The problem
Your job with the data below is to output exactly the lines from the one holding "TARGET = textured stone" down to the one holding "INSTRUCTION = locate a point on each instance of the grey", both included, and no others.

Information provided
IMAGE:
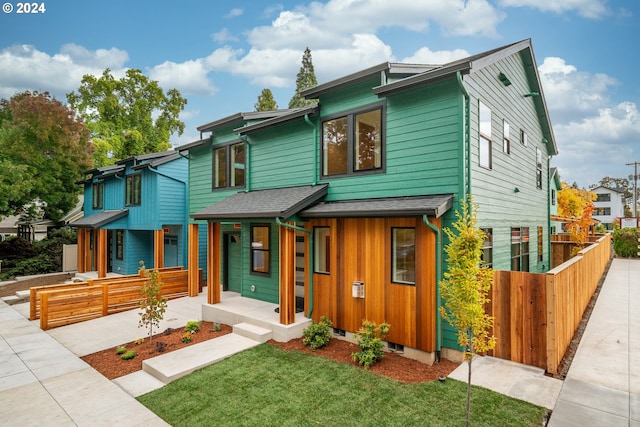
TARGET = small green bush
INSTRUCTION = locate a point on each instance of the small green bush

--

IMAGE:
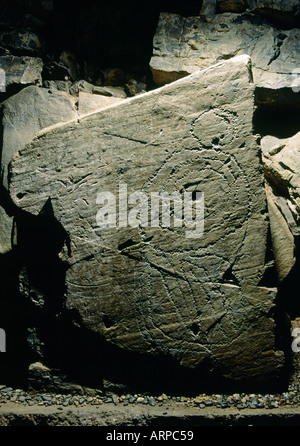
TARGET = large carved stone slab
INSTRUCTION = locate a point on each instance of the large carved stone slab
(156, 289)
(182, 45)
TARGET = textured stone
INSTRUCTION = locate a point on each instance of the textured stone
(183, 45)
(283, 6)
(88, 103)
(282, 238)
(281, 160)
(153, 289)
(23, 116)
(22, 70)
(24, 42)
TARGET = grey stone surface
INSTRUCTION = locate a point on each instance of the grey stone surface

Exercise response
TARGET = textured stone
INSTRUCTION = locate a point on each instance of the textured stone
(183, 45)
(283, 6)
(88, 103)
(282, 238)
(281, 160)
(153, 289)
(23, 116)
(22, 70)
(24, 42)
TARGET = grey stone surface
INSTRUCTION = locate a point on each instance of the grey stone surface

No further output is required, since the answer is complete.